Data:
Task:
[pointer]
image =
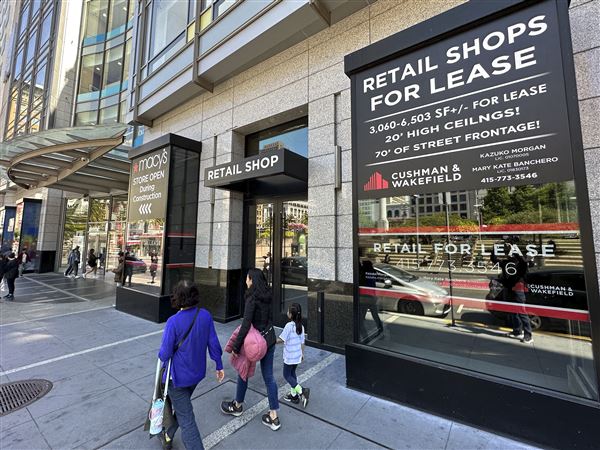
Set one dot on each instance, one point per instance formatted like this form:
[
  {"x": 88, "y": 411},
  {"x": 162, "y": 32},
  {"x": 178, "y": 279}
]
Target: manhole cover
[{"x": 19, "y": 394}]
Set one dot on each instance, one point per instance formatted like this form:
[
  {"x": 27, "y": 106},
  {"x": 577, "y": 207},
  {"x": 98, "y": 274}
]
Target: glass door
[
  {"x": 277, "y": 244},
  {"x": 294, "y": 257}
]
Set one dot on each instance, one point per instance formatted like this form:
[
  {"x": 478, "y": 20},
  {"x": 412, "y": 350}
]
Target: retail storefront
[
  {"x": 413, "y": 199},
  {"x": 478, "y": 103}
]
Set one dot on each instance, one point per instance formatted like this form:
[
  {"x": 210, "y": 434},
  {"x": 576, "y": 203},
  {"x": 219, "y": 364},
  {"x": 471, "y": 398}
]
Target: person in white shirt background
[{"x": 292, "y": 338}]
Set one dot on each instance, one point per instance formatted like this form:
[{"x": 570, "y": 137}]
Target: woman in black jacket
[
  {"x": 11, "y": 273},
  {"x": 258, "y": 313}
]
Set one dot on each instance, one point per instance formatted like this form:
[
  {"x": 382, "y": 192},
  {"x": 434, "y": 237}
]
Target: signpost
[
  {"x": 148, "y": 186},
  {"x": 483, "y": 108}
]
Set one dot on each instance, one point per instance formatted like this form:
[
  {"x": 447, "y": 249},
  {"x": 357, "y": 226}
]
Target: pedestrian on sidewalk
[
  {"x": 12, "y": 272},
  {"x": 23, "y": 260},
  {"x": 92, "y": 262},
  {"x": 258, "y": 313},
  {"x": 120, "y": 269},
  {"x": 73, "y": 262},
  {"x": 2, "y": 271},
  {"x": 292, "y": 338},
  {"x": 188, "y": 335}
]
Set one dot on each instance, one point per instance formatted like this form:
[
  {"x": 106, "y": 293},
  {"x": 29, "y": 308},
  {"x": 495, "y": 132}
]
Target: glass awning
[{"x": 77, "y": 159}]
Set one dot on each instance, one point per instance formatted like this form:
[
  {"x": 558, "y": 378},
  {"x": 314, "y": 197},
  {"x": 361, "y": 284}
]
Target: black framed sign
[
  {"x": 483, "y": 108},
  {"x": 470, "y": 207}
]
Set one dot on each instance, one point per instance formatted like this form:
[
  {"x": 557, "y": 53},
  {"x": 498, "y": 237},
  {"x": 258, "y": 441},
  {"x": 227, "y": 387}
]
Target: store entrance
[{"x": 277, "y": 240}]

Exercise brief: Output the records above verbatim. Pictures stay out.

Written response:
Task:
[pointer]
image =
Set one dot on each instance, one point per instance formatted like this form:
[
  {"x": 88, "y": 411},
  {"x": 162, "y": 32},
  {"x": 178, "y": 279}
]
Target: manhole cover
[{"x": 19, "y": 394}]
Set one dot on each instance, one point per instance formatted like this form:
[
  {"x": 27, "y": 106},
  {"x": 577, "y": 207},
  {"x": 98, "y": 274}
]
Target: glass door
[
  {"x": 277, "y": 244},
  {"x": 294, "y": 257}
]
Set one dot on each instance, one point per instance formatted like this form:
[
  {"x": 478, "y": 20},
  {"x": 412, "y": 350}
]
Target: retail storefront
[
  {"x": 413, "y": 199},
  {"x": 478, "y": 103}
]
Set one dot on each instance, one point per instance formatted like this form:
[
  {"x": 210, "y": 434},
  {"x": 576, "y": 203},
  {"x": 219, "y": 364},
  {"x": 471, "y": 398}
]
Target: person in white shirt background
[{"x": 292, "y": 338}]
Set one dot on each instance, one point per instance formatted like this form:
[{"x": 570, "y": 137}]
Target: woman in black jacket
[
  {"x": 11, "y": 273},
  {"x": 258, "y": 313}
]
Set one dot on each instance, one point per instance formatted like this form:
[
  {"x": 382, "y": 192},
  {"x": 434, "y": 237}
]
Target: signpost
[
  {"x": 148, "y": 186},
  {"x": 483, "y": 108}
]
Set one dot on each instance, one point per instance formatted like this form:
[
  {"x": 447, "y": 249},
  {"x": 357, "y": 226}
]
Target: pedestrian on sidewalk
[
  {"x": 12, "y": 272},
  {"x": 23, "y": 260},
  {"x": 92, "y": 262},
  {"x": 258, "y": 313},
  {"x": 120, "y": 269},
  {"x": 73, "y": 262},
  {"x": 2, "y": 271},
  {"x": 292, "y": 338},
  {"x": 188, "y": 335}
]
Set one dot on each instance, one point per instance formatted like this form:
[
  {"x": 106, "y": 293},
  {"x": 29, "y": 308},
  {"x": 495, "y": 132}
]
Target: glass awning
[{"x": 77, "y": 159}]
Set one dot on each instance, one point per instance formatted like this form:
[
  {"x": 558, "y": 378},
  {"x": 314, "y": 197},
  {"x": 361, "y": 284}
]
Target: black framed sign
[
  {"x": 483, "y": 108},
  {"x": 470, "y": 207}
]
Set one dot on each instance, one point per instance formatted like this form:
[
  {"x": 557, "y": 53},
  {"x": 498, "y": 237},
  {"x": 258, "y": 441},
  {"x": 227, "y": 387}
]
Target: store entrance
[{"x": 277, "y": 240}]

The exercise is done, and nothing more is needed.